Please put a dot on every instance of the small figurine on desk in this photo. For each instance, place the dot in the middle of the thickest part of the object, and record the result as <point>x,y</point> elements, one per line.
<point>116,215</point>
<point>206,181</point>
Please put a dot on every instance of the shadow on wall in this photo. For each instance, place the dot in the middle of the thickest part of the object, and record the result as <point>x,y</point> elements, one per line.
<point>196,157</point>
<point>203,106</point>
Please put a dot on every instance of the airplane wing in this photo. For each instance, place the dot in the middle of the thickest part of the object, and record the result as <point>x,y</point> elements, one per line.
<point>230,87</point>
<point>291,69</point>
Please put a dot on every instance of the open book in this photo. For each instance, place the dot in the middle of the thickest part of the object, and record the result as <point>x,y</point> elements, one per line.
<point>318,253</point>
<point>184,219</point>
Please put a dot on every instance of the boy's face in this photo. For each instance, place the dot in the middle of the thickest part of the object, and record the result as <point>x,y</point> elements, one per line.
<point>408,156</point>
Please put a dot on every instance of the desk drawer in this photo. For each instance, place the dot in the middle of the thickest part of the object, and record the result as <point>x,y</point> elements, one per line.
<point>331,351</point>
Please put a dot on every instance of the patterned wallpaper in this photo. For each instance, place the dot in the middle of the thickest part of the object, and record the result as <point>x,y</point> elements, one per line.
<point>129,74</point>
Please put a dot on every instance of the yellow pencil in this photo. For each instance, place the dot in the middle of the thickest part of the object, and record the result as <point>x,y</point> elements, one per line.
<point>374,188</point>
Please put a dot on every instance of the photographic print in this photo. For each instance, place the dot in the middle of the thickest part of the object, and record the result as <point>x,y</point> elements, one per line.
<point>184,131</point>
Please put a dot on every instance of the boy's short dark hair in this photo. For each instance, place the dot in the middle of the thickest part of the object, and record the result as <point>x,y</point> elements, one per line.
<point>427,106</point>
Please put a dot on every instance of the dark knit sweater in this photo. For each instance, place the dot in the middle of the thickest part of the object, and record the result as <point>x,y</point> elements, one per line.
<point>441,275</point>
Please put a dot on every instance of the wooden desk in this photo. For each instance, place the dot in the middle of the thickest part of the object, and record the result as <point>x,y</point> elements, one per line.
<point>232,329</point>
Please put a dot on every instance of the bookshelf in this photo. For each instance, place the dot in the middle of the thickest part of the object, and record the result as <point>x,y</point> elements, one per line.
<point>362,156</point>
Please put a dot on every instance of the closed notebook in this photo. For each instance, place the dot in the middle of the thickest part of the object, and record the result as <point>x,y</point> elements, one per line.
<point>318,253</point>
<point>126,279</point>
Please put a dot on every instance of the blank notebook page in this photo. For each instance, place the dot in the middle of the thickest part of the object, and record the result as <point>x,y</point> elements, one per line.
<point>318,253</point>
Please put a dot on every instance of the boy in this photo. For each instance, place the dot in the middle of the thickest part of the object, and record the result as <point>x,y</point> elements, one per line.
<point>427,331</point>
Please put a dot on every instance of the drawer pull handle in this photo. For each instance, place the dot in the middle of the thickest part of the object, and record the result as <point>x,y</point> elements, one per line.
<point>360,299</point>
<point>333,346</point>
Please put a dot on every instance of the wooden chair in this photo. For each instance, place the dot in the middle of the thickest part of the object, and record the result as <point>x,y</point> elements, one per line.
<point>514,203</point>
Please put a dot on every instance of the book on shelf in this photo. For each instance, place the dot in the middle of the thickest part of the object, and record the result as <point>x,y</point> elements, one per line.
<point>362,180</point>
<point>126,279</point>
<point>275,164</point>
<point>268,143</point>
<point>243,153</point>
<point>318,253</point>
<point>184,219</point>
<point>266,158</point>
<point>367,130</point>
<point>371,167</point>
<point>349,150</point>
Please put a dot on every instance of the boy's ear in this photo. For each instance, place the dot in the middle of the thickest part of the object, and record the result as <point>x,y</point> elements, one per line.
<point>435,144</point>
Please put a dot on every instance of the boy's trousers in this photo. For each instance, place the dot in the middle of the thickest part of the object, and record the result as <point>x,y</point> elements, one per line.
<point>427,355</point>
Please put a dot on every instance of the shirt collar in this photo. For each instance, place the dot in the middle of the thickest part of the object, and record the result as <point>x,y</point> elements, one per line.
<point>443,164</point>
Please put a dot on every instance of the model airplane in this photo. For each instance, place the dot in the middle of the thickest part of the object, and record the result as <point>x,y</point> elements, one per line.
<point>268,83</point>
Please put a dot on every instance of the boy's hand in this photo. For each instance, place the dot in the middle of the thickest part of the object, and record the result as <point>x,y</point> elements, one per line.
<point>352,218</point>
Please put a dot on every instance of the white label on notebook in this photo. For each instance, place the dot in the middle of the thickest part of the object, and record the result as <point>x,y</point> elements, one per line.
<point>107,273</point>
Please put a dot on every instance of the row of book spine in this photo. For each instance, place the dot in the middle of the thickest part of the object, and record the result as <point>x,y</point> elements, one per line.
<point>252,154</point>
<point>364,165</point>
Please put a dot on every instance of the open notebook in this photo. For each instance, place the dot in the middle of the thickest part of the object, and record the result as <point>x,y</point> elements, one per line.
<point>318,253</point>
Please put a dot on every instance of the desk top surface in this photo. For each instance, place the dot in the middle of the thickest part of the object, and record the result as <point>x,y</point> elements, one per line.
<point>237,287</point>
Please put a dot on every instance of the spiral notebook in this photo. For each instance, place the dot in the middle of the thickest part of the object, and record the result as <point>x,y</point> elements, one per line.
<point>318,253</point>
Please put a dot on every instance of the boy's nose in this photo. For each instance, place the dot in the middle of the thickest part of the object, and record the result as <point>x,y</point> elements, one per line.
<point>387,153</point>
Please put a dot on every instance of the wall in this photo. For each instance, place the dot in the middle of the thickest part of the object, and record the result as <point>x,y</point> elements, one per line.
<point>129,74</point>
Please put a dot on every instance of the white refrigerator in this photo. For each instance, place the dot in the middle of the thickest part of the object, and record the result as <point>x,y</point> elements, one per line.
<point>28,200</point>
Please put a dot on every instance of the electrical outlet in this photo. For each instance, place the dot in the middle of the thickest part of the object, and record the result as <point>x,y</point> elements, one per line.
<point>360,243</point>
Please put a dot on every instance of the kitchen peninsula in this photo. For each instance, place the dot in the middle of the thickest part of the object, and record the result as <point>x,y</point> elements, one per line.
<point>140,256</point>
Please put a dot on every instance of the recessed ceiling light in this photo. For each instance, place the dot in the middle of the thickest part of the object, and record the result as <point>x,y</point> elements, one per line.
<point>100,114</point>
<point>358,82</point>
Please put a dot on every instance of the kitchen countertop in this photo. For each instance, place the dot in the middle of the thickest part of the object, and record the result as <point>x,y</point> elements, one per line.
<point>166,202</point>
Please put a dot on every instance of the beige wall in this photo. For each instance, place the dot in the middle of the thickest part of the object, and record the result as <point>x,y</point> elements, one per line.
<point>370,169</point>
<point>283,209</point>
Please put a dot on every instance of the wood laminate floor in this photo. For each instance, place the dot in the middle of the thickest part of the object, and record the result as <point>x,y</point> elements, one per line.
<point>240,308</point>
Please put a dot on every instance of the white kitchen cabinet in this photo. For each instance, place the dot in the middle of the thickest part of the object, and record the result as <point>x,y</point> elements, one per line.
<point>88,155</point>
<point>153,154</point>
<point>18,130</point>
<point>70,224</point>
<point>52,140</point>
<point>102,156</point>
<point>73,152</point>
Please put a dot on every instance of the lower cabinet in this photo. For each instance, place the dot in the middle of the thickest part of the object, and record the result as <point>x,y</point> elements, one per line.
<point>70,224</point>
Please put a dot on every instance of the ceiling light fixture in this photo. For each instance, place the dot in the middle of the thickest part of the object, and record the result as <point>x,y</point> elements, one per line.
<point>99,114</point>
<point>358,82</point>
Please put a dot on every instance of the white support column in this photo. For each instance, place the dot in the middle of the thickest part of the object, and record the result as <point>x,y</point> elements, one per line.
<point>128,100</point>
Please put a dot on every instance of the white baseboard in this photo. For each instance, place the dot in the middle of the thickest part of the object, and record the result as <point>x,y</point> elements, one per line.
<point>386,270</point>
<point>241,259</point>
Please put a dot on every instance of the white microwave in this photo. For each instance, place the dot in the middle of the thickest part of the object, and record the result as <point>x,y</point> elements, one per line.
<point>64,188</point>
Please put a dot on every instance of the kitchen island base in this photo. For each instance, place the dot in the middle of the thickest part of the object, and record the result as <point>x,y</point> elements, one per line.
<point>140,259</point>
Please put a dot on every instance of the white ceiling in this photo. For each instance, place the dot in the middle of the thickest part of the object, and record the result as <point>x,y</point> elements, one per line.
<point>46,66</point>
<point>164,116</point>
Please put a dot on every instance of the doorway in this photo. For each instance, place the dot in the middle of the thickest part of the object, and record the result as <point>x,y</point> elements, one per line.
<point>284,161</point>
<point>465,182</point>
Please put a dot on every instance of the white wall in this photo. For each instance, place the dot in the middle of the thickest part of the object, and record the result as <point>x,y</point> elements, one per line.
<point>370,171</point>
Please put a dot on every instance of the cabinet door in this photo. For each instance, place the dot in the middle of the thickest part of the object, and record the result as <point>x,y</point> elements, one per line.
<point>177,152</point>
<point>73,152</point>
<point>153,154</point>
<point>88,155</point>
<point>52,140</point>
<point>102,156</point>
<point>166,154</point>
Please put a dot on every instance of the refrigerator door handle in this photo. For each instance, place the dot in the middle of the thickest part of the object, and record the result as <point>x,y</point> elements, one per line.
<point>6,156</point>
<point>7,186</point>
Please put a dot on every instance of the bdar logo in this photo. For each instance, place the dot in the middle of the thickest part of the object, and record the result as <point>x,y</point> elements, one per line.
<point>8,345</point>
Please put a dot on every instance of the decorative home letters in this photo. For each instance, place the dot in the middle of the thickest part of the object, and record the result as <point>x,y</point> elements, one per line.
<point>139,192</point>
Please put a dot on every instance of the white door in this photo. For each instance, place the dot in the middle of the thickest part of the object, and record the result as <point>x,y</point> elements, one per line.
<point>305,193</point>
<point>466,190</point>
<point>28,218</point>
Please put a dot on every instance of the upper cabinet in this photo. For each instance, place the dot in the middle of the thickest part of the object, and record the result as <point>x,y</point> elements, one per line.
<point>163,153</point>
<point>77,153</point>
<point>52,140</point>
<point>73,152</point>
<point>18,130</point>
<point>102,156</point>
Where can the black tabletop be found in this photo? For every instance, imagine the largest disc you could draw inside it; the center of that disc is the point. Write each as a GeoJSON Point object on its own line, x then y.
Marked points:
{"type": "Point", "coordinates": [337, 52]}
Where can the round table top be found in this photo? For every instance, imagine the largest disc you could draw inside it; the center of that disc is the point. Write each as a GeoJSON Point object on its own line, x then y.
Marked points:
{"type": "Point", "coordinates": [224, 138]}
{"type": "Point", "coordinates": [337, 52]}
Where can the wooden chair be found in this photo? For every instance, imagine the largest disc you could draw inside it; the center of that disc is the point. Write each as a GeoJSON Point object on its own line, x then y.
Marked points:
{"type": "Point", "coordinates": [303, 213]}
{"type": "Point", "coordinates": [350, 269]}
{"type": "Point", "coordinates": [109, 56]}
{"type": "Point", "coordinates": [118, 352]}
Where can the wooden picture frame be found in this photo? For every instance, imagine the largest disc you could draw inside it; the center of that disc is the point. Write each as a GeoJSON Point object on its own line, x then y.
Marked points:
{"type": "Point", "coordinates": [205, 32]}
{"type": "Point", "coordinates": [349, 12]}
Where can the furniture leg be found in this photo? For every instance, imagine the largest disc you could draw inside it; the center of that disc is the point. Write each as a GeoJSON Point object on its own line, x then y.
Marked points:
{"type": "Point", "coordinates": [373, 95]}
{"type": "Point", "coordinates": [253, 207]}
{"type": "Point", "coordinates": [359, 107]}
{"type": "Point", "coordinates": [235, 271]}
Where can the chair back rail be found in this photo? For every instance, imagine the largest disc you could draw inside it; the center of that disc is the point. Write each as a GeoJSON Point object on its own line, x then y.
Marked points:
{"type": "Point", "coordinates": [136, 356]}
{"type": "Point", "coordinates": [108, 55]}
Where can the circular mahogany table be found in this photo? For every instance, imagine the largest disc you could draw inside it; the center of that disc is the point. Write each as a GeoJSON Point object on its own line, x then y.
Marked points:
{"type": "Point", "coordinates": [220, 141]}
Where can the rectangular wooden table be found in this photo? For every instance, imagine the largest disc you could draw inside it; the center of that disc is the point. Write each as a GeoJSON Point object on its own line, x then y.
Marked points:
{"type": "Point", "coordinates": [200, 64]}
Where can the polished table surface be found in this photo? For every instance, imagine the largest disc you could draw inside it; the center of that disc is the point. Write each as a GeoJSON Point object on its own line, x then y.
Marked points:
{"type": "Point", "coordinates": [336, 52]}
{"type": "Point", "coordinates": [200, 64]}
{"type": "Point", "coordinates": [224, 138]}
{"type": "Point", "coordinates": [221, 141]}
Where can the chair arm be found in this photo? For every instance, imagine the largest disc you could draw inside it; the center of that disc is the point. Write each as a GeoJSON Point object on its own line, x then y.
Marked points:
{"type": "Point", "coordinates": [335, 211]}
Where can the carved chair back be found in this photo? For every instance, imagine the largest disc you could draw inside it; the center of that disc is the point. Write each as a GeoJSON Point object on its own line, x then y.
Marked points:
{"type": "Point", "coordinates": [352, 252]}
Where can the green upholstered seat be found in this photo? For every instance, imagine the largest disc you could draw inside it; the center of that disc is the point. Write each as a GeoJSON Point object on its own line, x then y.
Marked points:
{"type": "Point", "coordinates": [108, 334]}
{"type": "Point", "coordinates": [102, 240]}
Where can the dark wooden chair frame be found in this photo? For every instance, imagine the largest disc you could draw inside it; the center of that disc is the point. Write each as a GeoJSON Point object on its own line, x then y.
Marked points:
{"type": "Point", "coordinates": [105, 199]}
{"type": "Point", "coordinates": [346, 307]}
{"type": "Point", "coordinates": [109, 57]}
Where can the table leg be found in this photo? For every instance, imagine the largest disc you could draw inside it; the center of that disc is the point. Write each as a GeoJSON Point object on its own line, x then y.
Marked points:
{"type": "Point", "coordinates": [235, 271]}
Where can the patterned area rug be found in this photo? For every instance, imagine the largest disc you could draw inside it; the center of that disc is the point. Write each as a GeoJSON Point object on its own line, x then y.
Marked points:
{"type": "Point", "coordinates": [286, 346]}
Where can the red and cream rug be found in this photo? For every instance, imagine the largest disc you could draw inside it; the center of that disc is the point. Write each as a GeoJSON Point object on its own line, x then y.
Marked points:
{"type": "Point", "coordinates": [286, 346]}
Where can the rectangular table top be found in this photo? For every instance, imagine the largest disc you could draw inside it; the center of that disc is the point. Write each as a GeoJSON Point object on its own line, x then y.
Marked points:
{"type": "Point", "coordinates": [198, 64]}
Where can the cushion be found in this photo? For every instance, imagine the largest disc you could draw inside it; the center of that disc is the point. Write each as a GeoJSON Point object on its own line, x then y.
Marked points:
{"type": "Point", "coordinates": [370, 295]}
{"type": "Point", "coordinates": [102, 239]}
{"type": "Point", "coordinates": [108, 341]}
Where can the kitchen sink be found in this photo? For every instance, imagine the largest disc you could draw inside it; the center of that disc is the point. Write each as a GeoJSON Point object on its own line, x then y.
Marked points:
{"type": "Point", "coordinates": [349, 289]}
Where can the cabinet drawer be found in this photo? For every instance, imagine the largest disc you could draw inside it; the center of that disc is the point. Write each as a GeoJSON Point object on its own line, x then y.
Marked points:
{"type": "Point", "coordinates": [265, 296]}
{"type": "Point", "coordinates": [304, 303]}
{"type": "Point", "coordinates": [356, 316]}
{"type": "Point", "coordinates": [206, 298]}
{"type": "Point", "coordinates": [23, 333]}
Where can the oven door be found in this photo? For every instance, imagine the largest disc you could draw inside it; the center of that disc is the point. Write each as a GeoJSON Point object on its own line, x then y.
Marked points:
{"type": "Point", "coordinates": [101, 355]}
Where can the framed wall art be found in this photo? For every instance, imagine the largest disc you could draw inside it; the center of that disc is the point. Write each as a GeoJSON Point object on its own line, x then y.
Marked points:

PROMPT: Could you return, word for word, the stretch of lines from the very first one through the line that contains "<point>206,181</point>"?

RIGHT ANSWER:
Please put a dot on every instance of the small figurine on desk in this photo. For each instance, place the dot in the middle of the thickest part of the object, and record the result as <point>x,y</point> elements, one per line.
<point>116,215</point>
<point>206,181</point>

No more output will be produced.